*BRIEF*.
According to the passage on unsafe abortion, how often does a woman die from an unsafe abortion?

[[ QUOTED PASSAGE open ]]

The World Health Organization says one of the simplest ways to reduce the rate of maternal mortality is by preventing unsafe abortions. At least half of the 42 million women who experience unplanned pregnancies decide to terminate by either inducing abortion themselves or by an unskilled provider. The WHO calls the number of unsafe abortions a pandemic.

In some countries, just talking about abortion divides people into two camps: those who defend a woman's right to end a pregnancy, versus those who believe the rights of an unborn child supersede the mother's.

Elizabeth Maguire works in the field of reproductive rights.

She says both sides can agree on one thing: no one favors abortion as the best method of family planning. "There is no perfect contraceptive method, so there will always be abortion," she said. "And it's important that abortions be safe and so that women don't die."

The World Health Organization says a woman dies every eight minutes from an unsafe abortion. She is most likely poor and lives in a rural area of a developing country. She is often young and has little or no support for what she is about to do.

[[ QUOTED PASSAGE closed ]]
[[ DATA open ]]

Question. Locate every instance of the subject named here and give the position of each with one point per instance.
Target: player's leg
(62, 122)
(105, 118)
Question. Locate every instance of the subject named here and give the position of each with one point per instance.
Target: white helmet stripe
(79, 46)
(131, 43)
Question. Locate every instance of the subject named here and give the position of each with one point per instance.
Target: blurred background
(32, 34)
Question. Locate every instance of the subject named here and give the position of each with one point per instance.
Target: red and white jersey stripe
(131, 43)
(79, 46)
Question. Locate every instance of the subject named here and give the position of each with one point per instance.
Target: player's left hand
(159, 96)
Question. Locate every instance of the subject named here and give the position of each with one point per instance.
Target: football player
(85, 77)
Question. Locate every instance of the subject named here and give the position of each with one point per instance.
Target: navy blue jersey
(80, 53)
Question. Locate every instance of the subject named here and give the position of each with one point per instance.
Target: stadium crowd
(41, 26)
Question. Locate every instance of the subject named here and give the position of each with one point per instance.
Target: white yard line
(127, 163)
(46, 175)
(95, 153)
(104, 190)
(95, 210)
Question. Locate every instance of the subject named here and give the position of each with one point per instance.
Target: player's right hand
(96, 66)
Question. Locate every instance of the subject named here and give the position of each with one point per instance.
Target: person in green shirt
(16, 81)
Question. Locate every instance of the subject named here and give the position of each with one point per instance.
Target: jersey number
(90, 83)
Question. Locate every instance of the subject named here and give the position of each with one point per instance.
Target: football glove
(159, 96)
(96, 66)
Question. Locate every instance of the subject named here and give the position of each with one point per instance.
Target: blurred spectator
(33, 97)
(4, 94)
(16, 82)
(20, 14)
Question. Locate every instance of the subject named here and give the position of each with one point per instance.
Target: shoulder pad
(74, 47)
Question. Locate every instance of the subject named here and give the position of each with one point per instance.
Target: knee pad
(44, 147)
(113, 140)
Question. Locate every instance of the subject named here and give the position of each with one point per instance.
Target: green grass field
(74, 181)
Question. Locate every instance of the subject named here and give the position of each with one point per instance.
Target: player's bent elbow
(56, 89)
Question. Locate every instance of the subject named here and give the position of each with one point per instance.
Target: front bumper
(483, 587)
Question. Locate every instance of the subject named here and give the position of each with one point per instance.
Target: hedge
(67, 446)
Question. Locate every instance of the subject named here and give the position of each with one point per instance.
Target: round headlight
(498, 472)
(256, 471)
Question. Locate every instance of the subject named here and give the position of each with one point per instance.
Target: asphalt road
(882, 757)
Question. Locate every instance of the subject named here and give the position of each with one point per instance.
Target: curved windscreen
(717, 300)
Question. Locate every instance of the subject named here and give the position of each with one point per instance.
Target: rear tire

[[ DATA closed ]]

*FINAL ANSWER*.
Every eight minutes, according to the World Health Organization.